*Given task*
Retype the lines of the entries below word for word, starting at the line that contains "I'm trying to find the white bus." and ending at the line that contains "[56,264,108,313]", with both of those lines included.

________________________

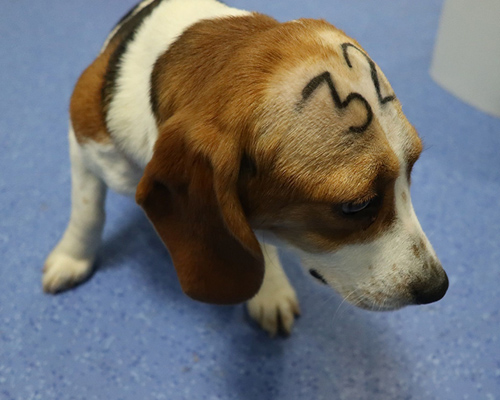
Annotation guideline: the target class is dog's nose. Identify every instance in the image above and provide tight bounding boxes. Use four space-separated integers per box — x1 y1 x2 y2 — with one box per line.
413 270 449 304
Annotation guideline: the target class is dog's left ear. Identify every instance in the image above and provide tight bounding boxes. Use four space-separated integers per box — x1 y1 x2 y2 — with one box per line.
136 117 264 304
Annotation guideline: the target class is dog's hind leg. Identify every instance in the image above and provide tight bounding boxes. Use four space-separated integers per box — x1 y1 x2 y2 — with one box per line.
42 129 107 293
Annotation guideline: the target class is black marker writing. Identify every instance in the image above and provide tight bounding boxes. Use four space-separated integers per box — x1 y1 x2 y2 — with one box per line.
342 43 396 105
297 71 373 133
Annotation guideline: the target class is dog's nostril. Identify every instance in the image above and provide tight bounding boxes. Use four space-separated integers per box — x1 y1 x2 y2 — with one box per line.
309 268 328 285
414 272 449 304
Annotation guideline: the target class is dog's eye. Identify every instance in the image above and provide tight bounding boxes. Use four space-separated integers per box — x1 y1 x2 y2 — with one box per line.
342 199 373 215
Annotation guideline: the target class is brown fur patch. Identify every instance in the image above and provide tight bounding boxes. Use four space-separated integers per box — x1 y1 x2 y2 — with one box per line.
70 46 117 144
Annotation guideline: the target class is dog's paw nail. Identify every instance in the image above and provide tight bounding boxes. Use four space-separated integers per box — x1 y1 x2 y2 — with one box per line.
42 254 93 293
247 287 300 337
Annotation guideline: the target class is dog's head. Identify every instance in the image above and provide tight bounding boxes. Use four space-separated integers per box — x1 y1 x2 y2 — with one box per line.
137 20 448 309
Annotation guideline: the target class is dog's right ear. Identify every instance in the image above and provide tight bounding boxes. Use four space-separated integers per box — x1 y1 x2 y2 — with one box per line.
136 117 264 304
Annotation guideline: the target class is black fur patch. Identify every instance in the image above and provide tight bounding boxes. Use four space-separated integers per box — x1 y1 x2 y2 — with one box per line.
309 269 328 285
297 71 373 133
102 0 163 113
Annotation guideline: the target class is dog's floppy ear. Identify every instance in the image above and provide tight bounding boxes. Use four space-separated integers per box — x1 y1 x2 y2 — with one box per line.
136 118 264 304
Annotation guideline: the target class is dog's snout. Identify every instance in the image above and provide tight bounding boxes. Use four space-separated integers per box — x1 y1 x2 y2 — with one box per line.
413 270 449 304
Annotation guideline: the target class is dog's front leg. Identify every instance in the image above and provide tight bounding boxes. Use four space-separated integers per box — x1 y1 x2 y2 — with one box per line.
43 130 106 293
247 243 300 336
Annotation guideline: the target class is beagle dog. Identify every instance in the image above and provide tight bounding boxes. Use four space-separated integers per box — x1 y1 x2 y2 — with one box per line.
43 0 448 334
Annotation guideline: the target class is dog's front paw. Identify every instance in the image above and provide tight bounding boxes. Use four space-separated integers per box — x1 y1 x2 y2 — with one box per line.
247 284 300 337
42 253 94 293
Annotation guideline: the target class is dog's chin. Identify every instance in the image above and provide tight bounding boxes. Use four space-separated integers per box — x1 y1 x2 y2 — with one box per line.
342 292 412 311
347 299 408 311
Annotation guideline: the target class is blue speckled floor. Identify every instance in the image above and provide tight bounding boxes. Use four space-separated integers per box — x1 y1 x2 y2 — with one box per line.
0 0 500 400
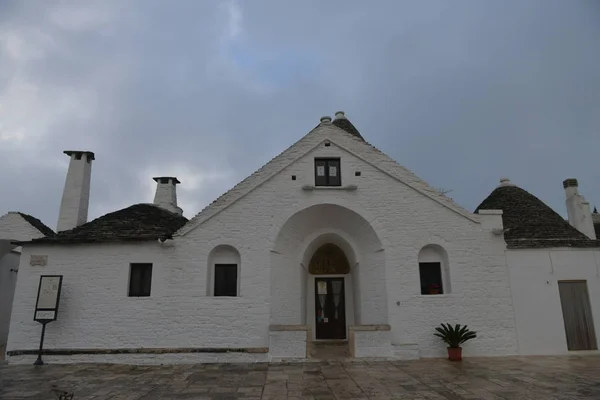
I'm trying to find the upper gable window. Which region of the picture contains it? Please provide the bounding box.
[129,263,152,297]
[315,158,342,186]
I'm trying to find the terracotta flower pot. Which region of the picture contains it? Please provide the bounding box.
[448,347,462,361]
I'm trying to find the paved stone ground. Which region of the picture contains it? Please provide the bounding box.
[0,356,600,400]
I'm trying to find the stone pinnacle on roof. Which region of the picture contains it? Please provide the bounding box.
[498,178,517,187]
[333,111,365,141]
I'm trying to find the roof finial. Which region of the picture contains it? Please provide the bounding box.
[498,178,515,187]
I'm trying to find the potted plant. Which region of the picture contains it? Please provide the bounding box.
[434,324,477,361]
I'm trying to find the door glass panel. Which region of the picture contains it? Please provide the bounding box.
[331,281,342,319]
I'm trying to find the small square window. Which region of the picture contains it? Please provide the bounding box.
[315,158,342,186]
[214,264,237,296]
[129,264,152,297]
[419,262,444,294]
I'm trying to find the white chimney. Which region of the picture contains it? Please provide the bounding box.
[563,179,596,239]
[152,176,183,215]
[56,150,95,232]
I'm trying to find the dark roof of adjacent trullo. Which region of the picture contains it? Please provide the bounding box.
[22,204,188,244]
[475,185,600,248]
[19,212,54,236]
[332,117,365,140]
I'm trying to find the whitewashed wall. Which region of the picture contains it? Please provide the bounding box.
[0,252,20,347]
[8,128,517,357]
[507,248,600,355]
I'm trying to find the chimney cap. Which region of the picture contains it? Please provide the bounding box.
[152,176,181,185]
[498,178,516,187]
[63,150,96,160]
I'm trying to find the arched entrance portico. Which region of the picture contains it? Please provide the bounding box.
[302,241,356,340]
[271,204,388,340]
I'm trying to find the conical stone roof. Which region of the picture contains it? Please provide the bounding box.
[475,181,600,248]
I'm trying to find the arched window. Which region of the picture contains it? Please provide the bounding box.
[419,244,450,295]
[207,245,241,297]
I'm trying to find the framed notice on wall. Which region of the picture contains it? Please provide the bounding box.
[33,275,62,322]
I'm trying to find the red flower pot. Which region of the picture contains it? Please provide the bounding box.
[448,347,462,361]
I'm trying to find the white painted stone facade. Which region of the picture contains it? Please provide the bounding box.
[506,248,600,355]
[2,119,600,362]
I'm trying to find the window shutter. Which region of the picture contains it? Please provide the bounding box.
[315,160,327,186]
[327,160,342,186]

________________________

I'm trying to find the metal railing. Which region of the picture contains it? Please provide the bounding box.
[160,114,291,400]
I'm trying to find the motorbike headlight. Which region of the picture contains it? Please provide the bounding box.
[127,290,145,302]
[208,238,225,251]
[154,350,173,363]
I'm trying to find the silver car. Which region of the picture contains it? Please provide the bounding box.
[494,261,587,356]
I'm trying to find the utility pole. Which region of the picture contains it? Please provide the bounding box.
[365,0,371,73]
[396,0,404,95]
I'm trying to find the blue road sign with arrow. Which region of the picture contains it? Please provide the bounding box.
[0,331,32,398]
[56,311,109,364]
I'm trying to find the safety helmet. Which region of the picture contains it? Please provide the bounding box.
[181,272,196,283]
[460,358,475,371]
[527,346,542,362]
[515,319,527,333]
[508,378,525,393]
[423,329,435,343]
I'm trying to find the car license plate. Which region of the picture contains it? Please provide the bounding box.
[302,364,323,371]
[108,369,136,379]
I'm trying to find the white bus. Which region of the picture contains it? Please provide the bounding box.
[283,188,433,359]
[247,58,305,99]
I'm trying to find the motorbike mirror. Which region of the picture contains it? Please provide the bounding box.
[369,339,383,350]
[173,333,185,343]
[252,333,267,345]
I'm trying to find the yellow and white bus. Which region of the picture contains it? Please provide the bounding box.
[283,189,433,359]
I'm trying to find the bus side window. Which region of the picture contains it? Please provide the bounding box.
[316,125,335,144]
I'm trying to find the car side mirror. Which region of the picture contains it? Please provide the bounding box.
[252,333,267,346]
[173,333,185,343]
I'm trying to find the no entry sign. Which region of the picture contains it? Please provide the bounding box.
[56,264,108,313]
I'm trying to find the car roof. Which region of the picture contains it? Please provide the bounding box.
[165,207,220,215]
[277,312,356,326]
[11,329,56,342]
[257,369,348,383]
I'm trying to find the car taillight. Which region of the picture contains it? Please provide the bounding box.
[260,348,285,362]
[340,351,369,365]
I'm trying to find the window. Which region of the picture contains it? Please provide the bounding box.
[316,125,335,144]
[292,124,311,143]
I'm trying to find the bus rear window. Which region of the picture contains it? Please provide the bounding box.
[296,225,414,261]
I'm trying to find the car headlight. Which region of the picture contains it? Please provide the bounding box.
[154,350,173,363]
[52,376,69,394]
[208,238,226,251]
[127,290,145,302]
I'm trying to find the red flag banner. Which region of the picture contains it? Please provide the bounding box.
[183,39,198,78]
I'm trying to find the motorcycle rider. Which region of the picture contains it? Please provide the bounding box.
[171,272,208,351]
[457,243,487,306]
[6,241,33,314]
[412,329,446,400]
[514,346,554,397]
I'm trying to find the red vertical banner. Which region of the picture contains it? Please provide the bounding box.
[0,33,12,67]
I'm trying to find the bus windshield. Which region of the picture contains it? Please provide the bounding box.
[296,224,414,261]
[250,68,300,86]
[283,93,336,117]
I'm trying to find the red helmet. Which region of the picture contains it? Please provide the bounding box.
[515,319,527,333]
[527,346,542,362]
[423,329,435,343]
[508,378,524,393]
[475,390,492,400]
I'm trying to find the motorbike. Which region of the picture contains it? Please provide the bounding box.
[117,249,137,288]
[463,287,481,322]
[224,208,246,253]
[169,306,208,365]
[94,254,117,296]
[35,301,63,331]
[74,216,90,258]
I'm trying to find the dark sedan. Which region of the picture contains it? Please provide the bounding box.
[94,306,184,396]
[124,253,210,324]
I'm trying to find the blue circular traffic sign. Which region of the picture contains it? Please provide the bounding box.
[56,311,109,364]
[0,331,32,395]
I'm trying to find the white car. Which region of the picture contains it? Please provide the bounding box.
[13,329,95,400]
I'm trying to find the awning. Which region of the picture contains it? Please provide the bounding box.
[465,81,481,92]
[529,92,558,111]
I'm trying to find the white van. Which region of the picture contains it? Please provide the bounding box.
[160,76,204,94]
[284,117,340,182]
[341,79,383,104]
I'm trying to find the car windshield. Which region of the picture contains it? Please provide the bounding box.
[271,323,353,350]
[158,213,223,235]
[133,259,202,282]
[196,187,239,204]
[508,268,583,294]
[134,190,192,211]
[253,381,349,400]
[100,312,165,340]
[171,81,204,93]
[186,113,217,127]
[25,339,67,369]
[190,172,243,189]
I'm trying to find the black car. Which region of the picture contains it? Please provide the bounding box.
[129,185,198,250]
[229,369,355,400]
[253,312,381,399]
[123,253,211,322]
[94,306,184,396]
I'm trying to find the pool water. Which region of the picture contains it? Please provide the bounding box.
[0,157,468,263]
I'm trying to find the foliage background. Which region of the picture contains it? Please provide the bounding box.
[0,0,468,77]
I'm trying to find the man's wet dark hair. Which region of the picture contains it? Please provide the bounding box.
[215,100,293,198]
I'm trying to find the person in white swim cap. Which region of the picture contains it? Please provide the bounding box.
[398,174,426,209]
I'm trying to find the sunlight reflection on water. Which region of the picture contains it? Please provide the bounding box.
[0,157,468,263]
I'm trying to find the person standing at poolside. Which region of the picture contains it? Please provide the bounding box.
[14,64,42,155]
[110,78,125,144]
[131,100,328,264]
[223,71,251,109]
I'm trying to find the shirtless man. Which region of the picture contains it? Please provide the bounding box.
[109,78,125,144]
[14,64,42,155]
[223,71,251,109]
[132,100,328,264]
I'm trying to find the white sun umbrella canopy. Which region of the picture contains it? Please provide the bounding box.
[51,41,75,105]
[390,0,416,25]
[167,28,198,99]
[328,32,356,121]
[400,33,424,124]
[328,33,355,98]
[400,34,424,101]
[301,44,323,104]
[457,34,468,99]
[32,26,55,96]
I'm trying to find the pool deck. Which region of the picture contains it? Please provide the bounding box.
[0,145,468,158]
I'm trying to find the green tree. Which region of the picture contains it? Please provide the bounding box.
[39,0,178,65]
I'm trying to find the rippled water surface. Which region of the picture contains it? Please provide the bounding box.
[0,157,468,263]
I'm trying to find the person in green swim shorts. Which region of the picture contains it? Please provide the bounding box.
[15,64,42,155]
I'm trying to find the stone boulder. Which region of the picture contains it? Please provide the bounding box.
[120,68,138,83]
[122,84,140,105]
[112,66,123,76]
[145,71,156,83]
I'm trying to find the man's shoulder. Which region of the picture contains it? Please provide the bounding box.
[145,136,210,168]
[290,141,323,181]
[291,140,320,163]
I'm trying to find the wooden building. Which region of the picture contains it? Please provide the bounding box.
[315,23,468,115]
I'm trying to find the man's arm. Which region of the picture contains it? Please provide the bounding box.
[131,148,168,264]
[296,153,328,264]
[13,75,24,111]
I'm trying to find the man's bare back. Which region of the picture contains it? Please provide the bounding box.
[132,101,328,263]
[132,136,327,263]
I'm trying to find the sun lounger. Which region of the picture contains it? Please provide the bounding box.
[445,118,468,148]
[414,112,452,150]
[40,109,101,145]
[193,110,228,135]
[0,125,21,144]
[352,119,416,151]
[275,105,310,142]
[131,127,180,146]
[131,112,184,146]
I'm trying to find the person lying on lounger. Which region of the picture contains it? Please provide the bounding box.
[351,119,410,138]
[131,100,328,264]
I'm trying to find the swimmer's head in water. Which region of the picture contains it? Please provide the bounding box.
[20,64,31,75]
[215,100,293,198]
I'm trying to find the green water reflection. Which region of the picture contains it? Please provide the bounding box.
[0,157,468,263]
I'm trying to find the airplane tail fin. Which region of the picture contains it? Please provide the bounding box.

________________________

*Completed exercise*
I'm trying to find the white bus. Which region of the picture contains it? Please provide the bounding box.
[283,188,433,359]
[247,58,305,99]
I'm trying to find the motorbike mirror. Which region of the picture contains it? Please provide the bounding box.
[369,339,383,350]
[173,333,185,343]
[252,333,267,345]
I'm trying to find the yellow and white bus. Which region of the picture contains it? Please provide the bounding box.
[283,189,433,359]
I'm trying to find the bus side window. Which region of the picture contains it? Please provide the bounding box.
[316,125,335,144]
I'm trying to find the car side mirror. Which region of the picture contains it? Please provide the bounding box.
[252,333,267,346]
[173,333,185,343]
I'm trying to find the no entry sign. Which region of the picture contains it? Please provide the bounding box.
[56,264,108,313]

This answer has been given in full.